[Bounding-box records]
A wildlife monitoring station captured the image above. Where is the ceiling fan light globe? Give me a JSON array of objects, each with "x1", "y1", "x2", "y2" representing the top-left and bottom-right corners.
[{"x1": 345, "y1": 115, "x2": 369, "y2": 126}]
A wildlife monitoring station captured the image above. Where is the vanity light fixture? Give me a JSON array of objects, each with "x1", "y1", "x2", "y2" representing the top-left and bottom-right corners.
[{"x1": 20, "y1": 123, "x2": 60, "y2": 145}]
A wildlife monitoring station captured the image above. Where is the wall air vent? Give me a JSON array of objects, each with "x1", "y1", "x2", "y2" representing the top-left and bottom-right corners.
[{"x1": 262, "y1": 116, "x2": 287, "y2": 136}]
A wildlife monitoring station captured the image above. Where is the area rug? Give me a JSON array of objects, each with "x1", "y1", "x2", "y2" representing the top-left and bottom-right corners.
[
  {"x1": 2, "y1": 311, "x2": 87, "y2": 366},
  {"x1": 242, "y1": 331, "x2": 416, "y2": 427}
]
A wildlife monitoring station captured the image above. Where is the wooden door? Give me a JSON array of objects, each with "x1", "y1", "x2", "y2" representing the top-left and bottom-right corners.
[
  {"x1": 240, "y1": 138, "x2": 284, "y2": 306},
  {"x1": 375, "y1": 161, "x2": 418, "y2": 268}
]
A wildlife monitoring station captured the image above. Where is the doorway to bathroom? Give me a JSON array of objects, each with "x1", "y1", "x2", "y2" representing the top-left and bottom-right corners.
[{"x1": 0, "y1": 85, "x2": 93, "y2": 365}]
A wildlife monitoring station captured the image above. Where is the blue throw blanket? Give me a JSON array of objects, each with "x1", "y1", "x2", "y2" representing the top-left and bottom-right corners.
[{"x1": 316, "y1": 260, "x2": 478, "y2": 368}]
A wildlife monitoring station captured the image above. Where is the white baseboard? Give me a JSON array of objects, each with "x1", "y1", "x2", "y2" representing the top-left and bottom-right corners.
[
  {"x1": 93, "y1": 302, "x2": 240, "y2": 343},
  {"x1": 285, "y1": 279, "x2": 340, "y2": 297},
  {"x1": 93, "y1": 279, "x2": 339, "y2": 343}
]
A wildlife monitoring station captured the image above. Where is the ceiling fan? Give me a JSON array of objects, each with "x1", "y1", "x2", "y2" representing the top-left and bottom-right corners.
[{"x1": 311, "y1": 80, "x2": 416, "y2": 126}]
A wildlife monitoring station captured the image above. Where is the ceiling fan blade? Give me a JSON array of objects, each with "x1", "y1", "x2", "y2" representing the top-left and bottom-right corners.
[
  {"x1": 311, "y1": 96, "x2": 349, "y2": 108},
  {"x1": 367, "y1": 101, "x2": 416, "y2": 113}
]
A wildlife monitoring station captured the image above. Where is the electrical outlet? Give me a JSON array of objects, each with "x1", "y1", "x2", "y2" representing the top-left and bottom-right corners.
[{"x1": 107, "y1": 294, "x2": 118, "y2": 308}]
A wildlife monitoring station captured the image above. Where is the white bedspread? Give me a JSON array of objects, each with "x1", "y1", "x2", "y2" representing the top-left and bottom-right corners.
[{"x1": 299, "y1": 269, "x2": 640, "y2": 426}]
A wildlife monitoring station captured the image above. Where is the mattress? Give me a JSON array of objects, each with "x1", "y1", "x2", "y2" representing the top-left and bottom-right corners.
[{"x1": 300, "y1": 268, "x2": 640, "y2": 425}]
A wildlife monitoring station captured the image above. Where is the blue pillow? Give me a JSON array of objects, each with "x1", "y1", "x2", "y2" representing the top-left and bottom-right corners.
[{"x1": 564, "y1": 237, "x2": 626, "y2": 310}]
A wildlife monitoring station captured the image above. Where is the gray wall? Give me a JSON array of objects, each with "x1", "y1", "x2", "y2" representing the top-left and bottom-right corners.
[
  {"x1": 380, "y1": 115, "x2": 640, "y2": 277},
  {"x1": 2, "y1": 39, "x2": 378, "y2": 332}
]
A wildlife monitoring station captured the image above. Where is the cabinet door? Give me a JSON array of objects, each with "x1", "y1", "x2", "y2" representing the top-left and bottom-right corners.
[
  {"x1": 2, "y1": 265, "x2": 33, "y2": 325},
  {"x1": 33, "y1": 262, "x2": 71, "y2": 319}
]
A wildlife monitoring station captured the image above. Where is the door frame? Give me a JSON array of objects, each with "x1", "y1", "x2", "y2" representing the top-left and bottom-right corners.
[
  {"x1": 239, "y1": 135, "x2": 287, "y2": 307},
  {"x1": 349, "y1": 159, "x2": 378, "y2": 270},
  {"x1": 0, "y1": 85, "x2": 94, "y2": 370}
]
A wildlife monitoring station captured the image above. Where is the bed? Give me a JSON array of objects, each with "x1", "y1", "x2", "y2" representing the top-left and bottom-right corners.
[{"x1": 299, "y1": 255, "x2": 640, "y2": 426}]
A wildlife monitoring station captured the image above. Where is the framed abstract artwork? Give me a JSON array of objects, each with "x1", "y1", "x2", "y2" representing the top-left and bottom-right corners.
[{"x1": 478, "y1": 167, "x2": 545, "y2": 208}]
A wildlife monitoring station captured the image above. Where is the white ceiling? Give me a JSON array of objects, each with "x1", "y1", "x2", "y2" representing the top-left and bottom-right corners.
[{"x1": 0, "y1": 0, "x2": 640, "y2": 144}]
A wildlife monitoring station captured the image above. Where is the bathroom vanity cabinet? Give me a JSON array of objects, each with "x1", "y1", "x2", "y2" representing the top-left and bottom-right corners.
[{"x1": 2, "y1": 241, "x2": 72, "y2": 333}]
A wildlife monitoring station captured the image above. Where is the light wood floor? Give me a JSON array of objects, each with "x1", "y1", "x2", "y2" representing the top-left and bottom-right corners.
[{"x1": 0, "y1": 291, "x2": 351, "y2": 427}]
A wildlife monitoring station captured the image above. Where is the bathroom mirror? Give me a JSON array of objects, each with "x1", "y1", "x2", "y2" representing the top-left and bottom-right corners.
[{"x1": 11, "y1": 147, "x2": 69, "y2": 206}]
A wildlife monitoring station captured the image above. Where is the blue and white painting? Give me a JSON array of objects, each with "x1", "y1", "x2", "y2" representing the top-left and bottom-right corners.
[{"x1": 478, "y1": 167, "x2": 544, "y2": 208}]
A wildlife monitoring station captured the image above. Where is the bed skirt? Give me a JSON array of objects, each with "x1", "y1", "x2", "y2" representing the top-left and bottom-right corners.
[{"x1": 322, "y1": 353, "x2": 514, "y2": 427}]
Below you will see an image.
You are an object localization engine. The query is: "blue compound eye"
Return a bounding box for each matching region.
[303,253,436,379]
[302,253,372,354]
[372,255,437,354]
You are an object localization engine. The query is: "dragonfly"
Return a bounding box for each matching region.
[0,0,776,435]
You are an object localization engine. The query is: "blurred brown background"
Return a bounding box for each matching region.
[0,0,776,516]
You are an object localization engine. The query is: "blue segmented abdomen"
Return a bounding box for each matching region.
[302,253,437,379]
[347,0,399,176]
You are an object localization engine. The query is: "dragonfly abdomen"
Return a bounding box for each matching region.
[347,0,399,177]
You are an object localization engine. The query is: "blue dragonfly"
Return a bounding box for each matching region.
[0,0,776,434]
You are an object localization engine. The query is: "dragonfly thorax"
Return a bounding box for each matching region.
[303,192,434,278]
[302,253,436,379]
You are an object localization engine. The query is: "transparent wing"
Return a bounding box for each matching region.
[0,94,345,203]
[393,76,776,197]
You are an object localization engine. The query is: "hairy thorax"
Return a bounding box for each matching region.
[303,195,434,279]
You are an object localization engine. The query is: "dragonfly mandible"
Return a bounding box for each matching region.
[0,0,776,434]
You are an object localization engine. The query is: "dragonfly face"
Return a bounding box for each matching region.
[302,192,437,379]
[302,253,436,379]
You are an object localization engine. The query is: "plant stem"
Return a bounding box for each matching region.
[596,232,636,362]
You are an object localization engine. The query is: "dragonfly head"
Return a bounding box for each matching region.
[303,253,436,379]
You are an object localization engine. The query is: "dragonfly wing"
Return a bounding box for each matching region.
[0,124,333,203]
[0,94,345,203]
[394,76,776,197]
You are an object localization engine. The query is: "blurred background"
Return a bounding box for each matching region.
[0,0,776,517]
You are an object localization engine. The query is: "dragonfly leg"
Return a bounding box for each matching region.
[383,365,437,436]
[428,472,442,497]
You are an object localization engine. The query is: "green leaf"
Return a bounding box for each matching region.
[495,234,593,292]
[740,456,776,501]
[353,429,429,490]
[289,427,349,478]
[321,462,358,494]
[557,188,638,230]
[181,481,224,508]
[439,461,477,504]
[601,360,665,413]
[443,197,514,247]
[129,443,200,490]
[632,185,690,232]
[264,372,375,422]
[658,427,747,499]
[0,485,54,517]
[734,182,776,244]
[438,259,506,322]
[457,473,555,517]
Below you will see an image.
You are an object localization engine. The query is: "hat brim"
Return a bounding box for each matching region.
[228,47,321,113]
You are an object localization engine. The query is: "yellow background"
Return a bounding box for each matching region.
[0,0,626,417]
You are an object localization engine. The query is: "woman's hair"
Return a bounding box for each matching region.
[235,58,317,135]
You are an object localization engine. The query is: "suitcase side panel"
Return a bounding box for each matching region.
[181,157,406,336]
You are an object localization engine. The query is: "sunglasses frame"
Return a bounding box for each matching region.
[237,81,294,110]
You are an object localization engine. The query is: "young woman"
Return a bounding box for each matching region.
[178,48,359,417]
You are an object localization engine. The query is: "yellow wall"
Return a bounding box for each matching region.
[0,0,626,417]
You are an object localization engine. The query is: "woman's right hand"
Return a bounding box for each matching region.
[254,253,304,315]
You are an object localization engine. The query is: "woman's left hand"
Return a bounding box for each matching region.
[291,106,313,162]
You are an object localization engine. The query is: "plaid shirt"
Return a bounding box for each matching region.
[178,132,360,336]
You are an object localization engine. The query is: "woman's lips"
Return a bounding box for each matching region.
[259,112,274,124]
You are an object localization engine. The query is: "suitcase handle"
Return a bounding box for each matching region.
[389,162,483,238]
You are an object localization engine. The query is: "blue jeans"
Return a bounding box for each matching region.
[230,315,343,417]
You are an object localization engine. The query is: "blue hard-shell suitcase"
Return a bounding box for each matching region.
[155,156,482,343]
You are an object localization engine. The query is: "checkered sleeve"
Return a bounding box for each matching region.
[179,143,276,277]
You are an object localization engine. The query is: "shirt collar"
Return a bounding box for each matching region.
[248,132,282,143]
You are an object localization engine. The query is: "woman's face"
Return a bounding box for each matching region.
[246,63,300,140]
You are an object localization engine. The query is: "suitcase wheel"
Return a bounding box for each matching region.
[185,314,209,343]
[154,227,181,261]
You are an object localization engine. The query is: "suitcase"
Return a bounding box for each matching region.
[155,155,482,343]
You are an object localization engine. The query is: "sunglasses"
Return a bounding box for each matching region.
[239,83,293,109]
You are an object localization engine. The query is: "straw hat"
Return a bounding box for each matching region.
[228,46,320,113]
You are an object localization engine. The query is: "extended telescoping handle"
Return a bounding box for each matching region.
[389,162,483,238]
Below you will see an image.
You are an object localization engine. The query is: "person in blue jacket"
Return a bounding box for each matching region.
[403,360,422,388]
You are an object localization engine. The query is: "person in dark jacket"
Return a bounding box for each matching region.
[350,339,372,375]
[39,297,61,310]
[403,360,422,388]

Given request: Count how many lines of the data contain the string "vanity", matching case exactly. Give only the number.

Response: 2